* TESTO RIPORTATO
Simone Vezzani è ricercatore di diritto internazionale presso l’Università di Perugia

A poco meno di  un anno e mezzo dalla richiesta di parere della Commissione europea, il 18 dicembre 2014 la Corte di giustizia ha adottato il parere 2/13 pronunciandosi in ordine alla (in)compatibilità del Progetto di accordo per l’adesione dell’Unione alla CEDU rispetto al diritto primario dell’Unione. Da più parti si attendeva un giudizio che evidenziasse la non piena conformità del Progetto con i Trattati europei. Proprio nel forum SIDI, anche chi scrive aveva messo in luce taluni profili di criticità del Progetto. Ciononostante giungono largamente inaspettati sia il tenore complessivo del parere, sia le singole argomentazioni svolte. A pochi giorni dal Natale, la Corte di giustizia lascia sotto l’albero una pagina criticabile della propria giurisprudenza che rischia di appannare la credibilità dell’Unione come promotore dei diritti umani nell’ambito della comunità internazionale. Rinviando ad un momento successivo una trattazione maggiormente approfondita, il presente scritto si propone di proseguire il dibattito già aperto dal post della Prof.ssa Lucia Serena Rossi, fornendo alcuni spunti critici in merito al ragionamento della Corte e indicando quali sono i nuovi scenari che si aprono in tema di adesione dell’UE alla CEDU.

Nel merito, la Corte individua sei principali profili di incompatibilità del Progetto con il diritto primario dell’Unione.

In primo luogo, richiamando la giurisprudenza Melloni, il parere stima necessario introdurre nell’accordo di adesione un’apposita disposizione mirante ad assicurare che “la facoltà concessa dall’art. 53 della CEDU agli Stati membri resti limitata, per quanto riguarda i diritti riconosciuti dalla Carta corrispondenti a diritti garantiti dalla citata convenzione, a quanto è necessario per evitare di compromettere il livello di tutela previsto dalla Carta medesima, nonché il primato, l’unità e l’effettività del diritto dell’Unione” (par. 189).

In secondo luogo (parr. 191-195), la Corte reputa l’accordo di adesione in contrasto col c.d. principio della fiducia reciproca fra gli Stati membri, che impone a ciascuno di essi, “segnatamente per quanto riguarda lo spazio di libertà, di sicurezza e di giustizia, di ritenere, tranne in circostanze eccezionali, che tutti gli altri Stati membri rispettano il diritto dell’Unione e, più in particolare, i diritti fondamentali riconosciuti da quest’ultimo” (par. 191). L’accordo non terrebbe conto del fatto che, nei rapporti disciplinati dal diritto dell’Unione, gli Stati membri devono presumere il rispetto dei diritti umani da parte degli altri Stati membri, non potendo, salvo casi eccezionali, sottrarsi agli obblighi posti dal diritto dell’Unione adducendo che un altro Stato membro non garantisce un livello adeguato di tutela dei diritti fondamentali.

[Voci di dati archiviate]
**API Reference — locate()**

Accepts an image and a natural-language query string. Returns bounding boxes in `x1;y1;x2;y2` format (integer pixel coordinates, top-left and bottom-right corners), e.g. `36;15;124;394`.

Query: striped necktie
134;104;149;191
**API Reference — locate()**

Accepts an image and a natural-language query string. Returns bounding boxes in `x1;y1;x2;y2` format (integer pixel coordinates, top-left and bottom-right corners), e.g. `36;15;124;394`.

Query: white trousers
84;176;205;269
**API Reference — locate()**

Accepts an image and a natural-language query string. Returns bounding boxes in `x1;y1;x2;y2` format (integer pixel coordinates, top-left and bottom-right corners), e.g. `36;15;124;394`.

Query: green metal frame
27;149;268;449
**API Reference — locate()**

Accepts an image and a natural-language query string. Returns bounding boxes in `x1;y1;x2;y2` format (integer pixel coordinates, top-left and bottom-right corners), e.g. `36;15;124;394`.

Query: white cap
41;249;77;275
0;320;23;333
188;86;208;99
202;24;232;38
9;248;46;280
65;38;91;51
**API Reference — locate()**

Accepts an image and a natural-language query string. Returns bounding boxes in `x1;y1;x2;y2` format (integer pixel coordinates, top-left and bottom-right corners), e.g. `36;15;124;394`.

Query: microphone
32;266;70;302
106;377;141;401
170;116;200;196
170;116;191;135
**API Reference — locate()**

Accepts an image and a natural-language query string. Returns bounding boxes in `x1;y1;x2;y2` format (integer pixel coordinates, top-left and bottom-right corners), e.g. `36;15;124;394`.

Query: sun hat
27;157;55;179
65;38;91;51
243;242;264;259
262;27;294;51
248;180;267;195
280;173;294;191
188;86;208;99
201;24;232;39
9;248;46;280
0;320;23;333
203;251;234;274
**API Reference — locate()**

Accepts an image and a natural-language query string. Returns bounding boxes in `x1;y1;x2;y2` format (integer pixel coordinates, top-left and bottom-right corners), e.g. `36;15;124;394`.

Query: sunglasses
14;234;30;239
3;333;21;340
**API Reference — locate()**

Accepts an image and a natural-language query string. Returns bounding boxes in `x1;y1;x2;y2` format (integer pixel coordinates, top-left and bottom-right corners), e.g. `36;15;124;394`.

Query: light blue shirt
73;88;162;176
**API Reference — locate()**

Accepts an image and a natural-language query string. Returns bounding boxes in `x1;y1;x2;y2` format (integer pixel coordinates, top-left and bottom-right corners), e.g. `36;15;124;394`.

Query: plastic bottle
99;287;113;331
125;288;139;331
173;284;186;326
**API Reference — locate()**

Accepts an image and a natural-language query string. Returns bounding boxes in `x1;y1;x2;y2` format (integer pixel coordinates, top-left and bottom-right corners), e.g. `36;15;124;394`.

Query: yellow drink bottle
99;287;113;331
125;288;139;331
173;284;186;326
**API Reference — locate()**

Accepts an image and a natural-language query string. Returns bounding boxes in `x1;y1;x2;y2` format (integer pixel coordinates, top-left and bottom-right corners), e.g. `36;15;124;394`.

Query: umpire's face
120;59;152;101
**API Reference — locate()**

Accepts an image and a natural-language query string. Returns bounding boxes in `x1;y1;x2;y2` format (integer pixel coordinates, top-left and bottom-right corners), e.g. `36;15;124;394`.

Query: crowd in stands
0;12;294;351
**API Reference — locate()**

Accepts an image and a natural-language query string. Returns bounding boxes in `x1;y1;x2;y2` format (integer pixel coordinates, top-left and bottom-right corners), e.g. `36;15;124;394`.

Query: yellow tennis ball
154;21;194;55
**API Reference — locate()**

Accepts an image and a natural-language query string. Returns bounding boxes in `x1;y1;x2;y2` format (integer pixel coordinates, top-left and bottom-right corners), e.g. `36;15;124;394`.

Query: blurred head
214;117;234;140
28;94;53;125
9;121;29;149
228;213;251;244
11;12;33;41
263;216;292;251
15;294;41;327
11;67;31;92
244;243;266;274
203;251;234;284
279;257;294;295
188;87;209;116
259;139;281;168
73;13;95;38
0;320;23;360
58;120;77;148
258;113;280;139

* CONSEGNA SCRITTA
Per favore, prosegui il commento sul parere 2/13 della Corte di giustizia, partendo subito dopo l'ultima frase riportata.

* RISPOSTA
In terzo luogo (parr. 196-200), la Corte ritiene che il Progetto di accordo di adesione sia suscettibile di nuocere all’autonomia e all’efficacia del rinvio pregiudiziale ex art. 267 TFUE, nella misura in cui, a seguito dell’entrata in vigore del Protocollo n. 16, i giudici degli Stati membri potrebbero sollecitare un parere della Corte di Strasburgo, anziché rivolgersi alla Corte di giustizia, per chiedere un’interpretazione delle norme della Cedu: norme che, dopo l’adesione, formeranno parte integrante del diritto dell’Unione.

In quarto luogo, ad avviso della Corte, il Progetto di accordo non è conforme all’art. 344 TFUE, che vieta agli Stati membri di adire organi giurisdizionali diversi dalla Corte di giustizia per la soluzione delle controversie insorte inter se, oppure fra di loro e l’Unione e vertenti sull’interpretazione e applicazione del diritto UE, in quanto non esclude la possibilità che le controversie suddette siano sottoposte alla Corte EDU ex art. 33 della Cedu (parr. 201-214).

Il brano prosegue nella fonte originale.